▶ _선택 지문_
■ ■ ■

[aews] EKS Observability

xgro·2023년 5월 20일

AEWS

목록 보기

4/7

Gasida-서종호님과 악분일상-최성욱님 Jerry-이정훈님의 노고에 다시한번 🙇 감사드립니다.

📌 Review

4주차는 EKS Observability에 대해서 스터디 하였습니다.

PKOS에서는 [pkos] 쿠버네티스 스터디 - 5주차 스터디에서는 메트릭 지표와 프로메테우스, 그라파나에 대해서만 다루었지만 이번 스터디에서는 EKS의 구성요소, Console에서 확인하는 방법, Cloud Watch 그룹과의 연동등 AWS와 쿠버네티스가 결합되는 내용을 더하여 스터디하였습니다.

EKS에서 안정적으로 쿠버네티스의 지표를 수집하는 방법부터 수집된 지표를 모니터링 하는 실습을 직접 수행하며 인프라 업무에 적용할 수 있었습니다.

🎤 Speech

4주차는 한상효님, 최치영님, 김진웅님의 경험 및 기술 공유를 발표하셨습니다.

한상효님은 EKS에서 Nosql을 직접 배포하고 운영하며 경험한 내용을 주제로 공유해주셨습니다. Nosql을 비롯한 DB를 managed 및 EC2가 아닌, K8S로 구성하여 운영하며 느낀 세세한 경험을 공유해주셔서 한번 도입해보고 싶다는 생각을 했습니다.

최치영님은 EKS POD에서 계정간 S3로 업로드하는 예시를 핸즈온처럼 알려 주셨습니다. 특히 CoreDNS와 SA, IAM에 대해서 자세하게 설명해주셔서 보다 쉽게 이해할 수 있었습니다.

김진웅님은 Spring Observability라는 주제를 가지고 경험 공유를 해주셨습니다. 특히 현재 근무중인 회사에서 -Mxs, -Mxm등 메모리 관련 문제를 해결하고자하는 와중에 좋은 내용을 알려주셔서 [컨테이너 환경에서 Java Heap Memory 관리]에 대해서 정리하며 인프라에 실제로 적용해보기도 하였습니다.

세분 모두에게 다시한번 감사드립니다.

📌 Summary

쿠버네티스 Observability에 대해 이해합니다.
Metric-server에 대해서 이해하며 kwatch 또는 botkube를 통해 지표를 Slack으로 전달해봅니다.
Prometheus와 Grafana를 조합하여 오픈소스 모니터링 인프라를 구축할 수 있습니다.

📌 Study

👉 Step 00. 실습 환경 배포

이번주차에서는 oneclick.yaml을 통해 배포하였으며, kube-ops-view를 이용하여 파드 및 서비스가 배포되는 것을 UI를 통해 확인하였습니다.

👉 Step 01. EKS Console

쿠버네티스 API를 통해서 리소스 및 정보를 확인 할 수 있습니다.

kubectl get ClusterRole | grep eks
eks:addon-manager                                     2023-05-08T04:22:45Z
eks:az-poller                                         2023-05-08T04:22:42Z
eks:certificate-controller-approver                   2023-05-08T04:22:42Z
...

Console
AWS 콘솔에서도 EKS에 대한 내용을 확인할 수 있습니다.

컴퓨팅 리소스부터 애드온 설치 내용까지 상세하게 확인할 수 있습니다.

■ ■ ■

▶ _기록된 정보_

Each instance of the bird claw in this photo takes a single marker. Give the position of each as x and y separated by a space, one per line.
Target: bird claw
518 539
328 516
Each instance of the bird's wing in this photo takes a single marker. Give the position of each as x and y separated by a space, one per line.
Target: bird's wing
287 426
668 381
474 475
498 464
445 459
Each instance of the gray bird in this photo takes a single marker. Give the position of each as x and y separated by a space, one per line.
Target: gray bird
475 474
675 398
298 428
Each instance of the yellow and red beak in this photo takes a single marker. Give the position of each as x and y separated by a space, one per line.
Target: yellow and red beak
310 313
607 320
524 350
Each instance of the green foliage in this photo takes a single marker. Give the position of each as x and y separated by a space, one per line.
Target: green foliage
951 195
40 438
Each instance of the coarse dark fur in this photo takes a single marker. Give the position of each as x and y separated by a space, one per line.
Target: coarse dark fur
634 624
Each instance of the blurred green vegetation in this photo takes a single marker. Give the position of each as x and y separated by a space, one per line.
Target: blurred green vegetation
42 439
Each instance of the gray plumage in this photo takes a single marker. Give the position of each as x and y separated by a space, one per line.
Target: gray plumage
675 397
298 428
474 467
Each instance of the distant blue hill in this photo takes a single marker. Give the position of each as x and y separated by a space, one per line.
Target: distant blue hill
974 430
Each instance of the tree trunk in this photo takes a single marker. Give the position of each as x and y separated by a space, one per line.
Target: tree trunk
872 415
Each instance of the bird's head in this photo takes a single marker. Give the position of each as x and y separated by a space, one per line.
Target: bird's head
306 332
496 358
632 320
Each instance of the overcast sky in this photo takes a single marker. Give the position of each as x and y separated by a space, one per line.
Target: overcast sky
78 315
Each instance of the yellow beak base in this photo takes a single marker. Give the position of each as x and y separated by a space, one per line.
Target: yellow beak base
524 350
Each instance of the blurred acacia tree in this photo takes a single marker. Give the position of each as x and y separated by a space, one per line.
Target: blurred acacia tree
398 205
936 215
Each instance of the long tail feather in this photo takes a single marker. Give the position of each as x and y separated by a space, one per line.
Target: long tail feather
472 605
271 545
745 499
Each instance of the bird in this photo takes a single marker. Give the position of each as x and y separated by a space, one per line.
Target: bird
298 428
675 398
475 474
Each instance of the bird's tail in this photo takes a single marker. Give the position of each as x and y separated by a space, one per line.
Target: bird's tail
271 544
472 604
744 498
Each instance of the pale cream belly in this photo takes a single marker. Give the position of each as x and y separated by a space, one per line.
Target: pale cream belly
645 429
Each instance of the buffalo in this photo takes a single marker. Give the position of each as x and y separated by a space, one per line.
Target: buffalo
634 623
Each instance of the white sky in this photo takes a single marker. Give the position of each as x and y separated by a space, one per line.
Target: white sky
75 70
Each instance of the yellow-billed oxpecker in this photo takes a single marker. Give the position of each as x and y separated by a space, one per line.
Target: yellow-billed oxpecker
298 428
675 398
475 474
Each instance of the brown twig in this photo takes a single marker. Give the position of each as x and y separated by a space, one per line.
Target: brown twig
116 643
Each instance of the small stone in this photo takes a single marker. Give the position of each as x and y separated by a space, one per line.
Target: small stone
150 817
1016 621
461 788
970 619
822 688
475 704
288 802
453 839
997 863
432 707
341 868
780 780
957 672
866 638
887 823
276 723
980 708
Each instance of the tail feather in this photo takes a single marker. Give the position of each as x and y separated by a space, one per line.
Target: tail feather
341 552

■ ■ ■

▶ _짧은 문제 1_
선택 지문에 따르면 이번 주차의 실습 환경은 어떤 파일로 배포되었나요?
▶ _짧은 문제 2_
EKS 관측성 스터디를 다룬 선택 지문을 마지막 문장 다음부터 이어 쓰세요.
기록은 선택 지문과 관련이 없습니다.

▶ _서술형 답변 1_
실습 환경은 oneclick.yaml을 통해 배포되었습니다.

▶ _서술형 답변 2_
Console 각 메뉴 확인 : 워크숍 링크 활용

Workloads : Pods, ReplicaSets, Deployments, and DaemonSets

Pods : 네임스페이스 필터, 구조화된 보기 structured view vs 원시 보기 raw view

Cluster : Nodes, Namespaces and API Services

Nodes : 노드 상태 및 정보, Taints, Conditions, Labels, Annotations 등

Service and Networking : Pods as Service, Endpoints and Ingresses

Service : 서비스 정보, 로드 밸런서(CLB/NLB) URL 정보 등

Config and Secrets : ConfigMap and Secrets

ConfigMap & Secrets : 정보 확인, 디코드 Decode 지원

Storage : PVC, PV, Storage Classes, Volume Attachments, CSI Drivers, CSI Nodes

PVC : 볼륨 정보, 주석, 이벤트

Volume Attachments : PVC가 연결된 CSI Node 정보

Authentication : Service Account

Service Account : IAM 역할 arn , add-on 연동

Authorization : Cluster Roles, Roles, ClusterRoleBindings and RoleBindings

Cluster Roles & Roles : Roles 에 규칙 확인

Policy : Limit Ranges, Resource Quotas, Network Policies, Pod Disruption Budgets, Pod Security Policies

Pod Security Policies : (기본값) eks.privileged 정보 확인

Extensions : Custom Resource Definitions, Mutating Webhook Configurations, and Validating Webhook Configurations

CRD 및 Webhook 확인

👉 Step 02. Logging in EKS

Control Plane logging
컨트롤 플레인의 로깅을 활성화 합니다.

# 모든 로깅 활성화
aws eks update-cluster-config --region $AWS_DEFAULT_REGION --name $CLUSTER_NAME \
   --logging '{"clusterLogging":[{"types":["api","audit","authenticator","controllerManager","scheduler"],"enabled":true}]}'

# 로그 그룹 확인
aws logs describe-log-groups | jq

# 로그 tail 확인 : aws logs tail help
aws logs tail /aws/eks/$CLUSTER_NAME/cluster | more

# 신규 로그를 바로 출력
aws logs tail /aws/eks/$CLUSTER_NAME/cluster --follow

# 필터 패턴
aws logs tail /aws/eks/$CLUSTER_NAME/cluster --filter-pattern <필터 패턴>

# 로그 스트림이름
aws logs tail /aws/eks/$CLUSTER_NAME/cluster --log-stream-name-prefix <로그 스트림 prefix> --follow
aws logs tail /aws/eks/$CLUSTER_NAME/cluster --log-stream-name-prefix kube-controller-manager --follow
kubectl scale deployment -n kube-system coredns --replicas=1
kubectl scale deployment -n kube-system coredns --replicas=2

# 시간 지정: 1초(s) 1분(m) 1시간(h) 하루(d) 한주(w)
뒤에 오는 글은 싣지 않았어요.